Request —
Rewrite the material below as a numbered list with one line per item, and leave out the blank lines.

Exercise material —
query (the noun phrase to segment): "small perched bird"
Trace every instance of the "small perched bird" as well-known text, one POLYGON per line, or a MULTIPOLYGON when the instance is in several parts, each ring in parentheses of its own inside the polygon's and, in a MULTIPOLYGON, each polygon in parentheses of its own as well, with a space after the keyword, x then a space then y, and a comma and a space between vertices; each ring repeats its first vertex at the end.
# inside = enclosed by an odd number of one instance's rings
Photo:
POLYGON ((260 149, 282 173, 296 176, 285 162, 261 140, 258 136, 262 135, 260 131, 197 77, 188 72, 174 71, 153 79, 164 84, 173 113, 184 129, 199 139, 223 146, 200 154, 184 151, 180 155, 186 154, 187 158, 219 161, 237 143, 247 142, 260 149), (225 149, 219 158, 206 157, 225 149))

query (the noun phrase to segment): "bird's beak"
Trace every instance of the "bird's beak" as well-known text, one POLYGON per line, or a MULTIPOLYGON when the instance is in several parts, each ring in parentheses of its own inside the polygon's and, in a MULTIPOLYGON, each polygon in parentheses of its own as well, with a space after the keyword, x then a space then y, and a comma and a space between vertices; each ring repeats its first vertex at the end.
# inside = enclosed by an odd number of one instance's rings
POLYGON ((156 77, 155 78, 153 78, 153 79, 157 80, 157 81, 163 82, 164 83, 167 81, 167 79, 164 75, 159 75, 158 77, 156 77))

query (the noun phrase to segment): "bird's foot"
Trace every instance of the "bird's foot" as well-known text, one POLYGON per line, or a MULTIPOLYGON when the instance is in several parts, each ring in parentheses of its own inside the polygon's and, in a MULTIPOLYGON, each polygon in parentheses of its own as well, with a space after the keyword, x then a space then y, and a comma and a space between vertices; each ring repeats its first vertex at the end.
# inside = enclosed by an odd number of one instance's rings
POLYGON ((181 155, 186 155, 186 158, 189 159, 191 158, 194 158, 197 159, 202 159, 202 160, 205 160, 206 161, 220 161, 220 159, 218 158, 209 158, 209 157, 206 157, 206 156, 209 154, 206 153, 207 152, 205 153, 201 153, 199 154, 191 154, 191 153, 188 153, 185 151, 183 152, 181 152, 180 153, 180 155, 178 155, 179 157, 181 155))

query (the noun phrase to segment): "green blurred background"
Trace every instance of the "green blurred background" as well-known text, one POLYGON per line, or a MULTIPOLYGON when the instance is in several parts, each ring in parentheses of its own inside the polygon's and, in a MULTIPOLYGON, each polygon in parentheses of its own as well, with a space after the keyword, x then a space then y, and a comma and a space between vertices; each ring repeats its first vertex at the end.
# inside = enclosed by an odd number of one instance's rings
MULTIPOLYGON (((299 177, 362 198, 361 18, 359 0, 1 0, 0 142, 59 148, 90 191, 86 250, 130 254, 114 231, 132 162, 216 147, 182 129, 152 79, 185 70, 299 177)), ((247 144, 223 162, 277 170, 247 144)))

Written response —
1. query (the noun phrase to segment): "small perched bird"
2. Trace every instance of the "small perched bird" as well-known text, one POLYGON per line, or a MULTIPOLYGON when the instance is in several parts, each ring in parentheses of its own inside the polygon's and, in a MULTIPOLYGON, each polygon in parentheses of its own as well, with a space after the keyword, x then a space then y, and a comma and a space between vertices; each ring repeats its first vertex at the end.
3. # inside = enclosed by an odd number of one instance's rings
4. Photo:
5. POLYGON ((260 149, 282 173, 296 176, 285 162, 261 140, 258 136, 262 135, 260 131, 197 77, 188 72, 174 71, 153 79, 164 84, 173 113, 184 129, 199 139, 223 146, 200 154, 184 151, 180 155, 186 154, 187 158, 219 161, 237 143, 247 142, 260 149), (225 149, 219 158, 206 157, 225 149))
6. query (the noun phrase to segment): "bird's beak"
7. Trace every instance of the "bird's beak" as well-known text, one POLYGON per line, or a MULTIPOLYGON when the instance is in several parts, each ring in parentheses of its own inside the polygon's and, in a MULTIPOLYGON, each polygon in parentheses of its own as well, with a space after the keyword, x then a space then y, and a comma and a space between vertices; each ring repeats its first vertex at the end.
8. # inside = enclosed by an odd number of one instance's rings
9. POLYGON ((156 77, 155 78, 153 78, 153 79, 157 80, 157 81, 163 82, 164 83, 167 81, 167 79, 164 75, 159 75, 158 77, 156 77))
10. query (the noun phrase to segment): "bird's foot"
11. Trace every instance of the "bird's foot" as well-known text, one POLYGON per line, or a MULTIPOLYGON when the instance is in several parts, each ring in parentheses of its own inside the polygon's and, in a MULTIPOLYGON, each polygon in parentheses of its own as well, with a space after the keyword, x then a space then y, and a comma and a space between vertices; each ring repeats its first vertex at the end.
12. # inside = enclosed by an odd number of one instance's rings
13. POLYGON ((181 155, 186 155, 186 158, 189 159, 191 158, 194 158, 197 159, 202 159, 202 160, 205 160, 206 161, 220 161, 220 159, 218 158, 209 158, 209 157, 206 157, 206 156, 209 154, 206 153, 207 152, 205 153, 201 153, 199 154, 191 154, 191 153, 188 153, 185 151, 183 152, 181 152, 180 153, 180 155, 178 155, 179 157, 181 155))
14. query (the noun phrase to segment): "green blurred background"
15. Trace every instance of the "green blurred background" as well-known text, one POLYGON per line, or a MULTIPOLYGON when the instance is in several parts, each ring in parentheses of its own inside the polygon's and, in a MULTIPOLYGON, each polygon in parentheses of its own as well, with a space after the keyword, x then a space then y, and a comma and a space between vertices; each ring repeats its first vertex at the end.
16. # inside = enclosed by an odd number of one instance's rings
17. MULTIPOLYGON (((299 177, 362 198, 361 18, 359 0, 1 0, 0 142, 59 148, 90 191, 86 250, 130 254, 114 231, 132 162, 216 147, 182 129, 152 79, 185 70, 299 177)), ((247 144, 223 162, 277 170, 247 144)))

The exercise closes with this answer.